[begin Source passage]

Can you post pics of them.....


----------



## Wyvern (May 19, 2011)

Lemme try and take a pic of them, will be with my camera phone till my brother comes visiting later.

Ok tank dimensions are 25Lx19hx19w (this is in cms)


----------



## Wyvern (May 19, 2011)

There you can see how tiny they are. There is just the three of them OLF and this is unfortunately the biggest container I have to grow them out in for now. If they are girls they will go into a 10gallon tank as soon as they are a bit bigger and the guppies wont think of them as food.


----------



## Wyvern (May 19, 2011)

Last question = how long should I feed them the microworms?
As well as how often?


----------



## Oldfishlady (Mar 1, 2010)

So cute and so tiny....I think they will be fine in the 3gal you have them in too....just stay on top of lots of partial water changes and good nutrition...enjoy and watch them grow....

I don't feed microworms...but I am sure someone will be along soon to help you with feeding.....

[end Source passage]
[begin Dataset excerpts]

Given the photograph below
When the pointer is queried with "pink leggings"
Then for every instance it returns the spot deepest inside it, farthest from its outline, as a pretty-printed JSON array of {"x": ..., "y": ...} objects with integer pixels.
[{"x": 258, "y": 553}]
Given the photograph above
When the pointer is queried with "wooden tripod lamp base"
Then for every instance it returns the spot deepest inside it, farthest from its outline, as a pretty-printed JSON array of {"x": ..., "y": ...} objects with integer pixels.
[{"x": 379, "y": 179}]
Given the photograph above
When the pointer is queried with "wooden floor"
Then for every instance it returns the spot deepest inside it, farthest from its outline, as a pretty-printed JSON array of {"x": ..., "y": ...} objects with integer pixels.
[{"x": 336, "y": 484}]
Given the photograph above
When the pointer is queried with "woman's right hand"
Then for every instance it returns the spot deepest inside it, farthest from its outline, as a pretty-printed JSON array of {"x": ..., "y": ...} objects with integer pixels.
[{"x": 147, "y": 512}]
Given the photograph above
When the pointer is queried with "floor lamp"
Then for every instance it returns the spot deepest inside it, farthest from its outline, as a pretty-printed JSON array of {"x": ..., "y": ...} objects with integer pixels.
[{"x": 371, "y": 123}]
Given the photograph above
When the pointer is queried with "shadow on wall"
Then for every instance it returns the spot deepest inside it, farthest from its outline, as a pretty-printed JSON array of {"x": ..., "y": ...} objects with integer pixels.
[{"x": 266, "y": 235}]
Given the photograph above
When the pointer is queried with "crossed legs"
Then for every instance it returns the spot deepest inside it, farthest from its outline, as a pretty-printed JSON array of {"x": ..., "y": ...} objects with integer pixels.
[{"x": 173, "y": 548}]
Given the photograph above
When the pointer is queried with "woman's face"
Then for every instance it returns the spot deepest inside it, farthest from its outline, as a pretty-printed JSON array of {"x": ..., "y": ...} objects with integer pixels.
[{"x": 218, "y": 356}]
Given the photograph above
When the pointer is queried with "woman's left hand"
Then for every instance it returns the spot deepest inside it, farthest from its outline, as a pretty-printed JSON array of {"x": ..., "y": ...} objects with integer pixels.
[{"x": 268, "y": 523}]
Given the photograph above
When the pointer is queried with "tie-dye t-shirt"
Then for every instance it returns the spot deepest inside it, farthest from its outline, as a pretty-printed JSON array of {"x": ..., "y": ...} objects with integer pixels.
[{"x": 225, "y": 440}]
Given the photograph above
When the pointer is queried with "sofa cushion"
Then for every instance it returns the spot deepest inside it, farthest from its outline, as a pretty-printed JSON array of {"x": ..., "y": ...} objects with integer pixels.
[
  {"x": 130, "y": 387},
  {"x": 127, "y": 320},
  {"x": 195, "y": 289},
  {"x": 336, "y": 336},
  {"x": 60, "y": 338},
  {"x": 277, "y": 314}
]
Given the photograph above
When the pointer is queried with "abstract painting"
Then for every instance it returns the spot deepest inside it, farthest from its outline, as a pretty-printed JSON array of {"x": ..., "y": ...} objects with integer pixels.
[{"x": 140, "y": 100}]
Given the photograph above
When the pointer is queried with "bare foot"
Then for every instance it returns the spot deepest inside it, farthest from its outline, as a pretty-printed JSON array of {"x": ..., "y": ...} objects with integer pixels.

[end Dataset excerpts]

Work to do:
a - Please summarize the forum thread above in two sentences.
b - According to the forum thread, what are the tank's dimensions?
c - In the forum thread, why does Wyvern plan to wait until the three are a bit bigger before moving them to the 10-gallon tank?

Solutions per task:
a - Wyvern shares the dimensions of a small tank (25 cm long, 19 cm high and 19 cm wide) holding three tiny ones, plans to move them to a 10-gallon tank if they are girls once they are big enough that the guppies won't see them as food, and asks how long and how often to feed them microworms. Oldfishlady says they should be fine in the current tank with lots of partial water changes and good nutrition, but she doesn't feed microworms and expects someone else to help with feeding.

b - 25 cm long, 19 cm high and 19 cm wide.

c - Once they are a bit bigger, the guppies won't think of them as food.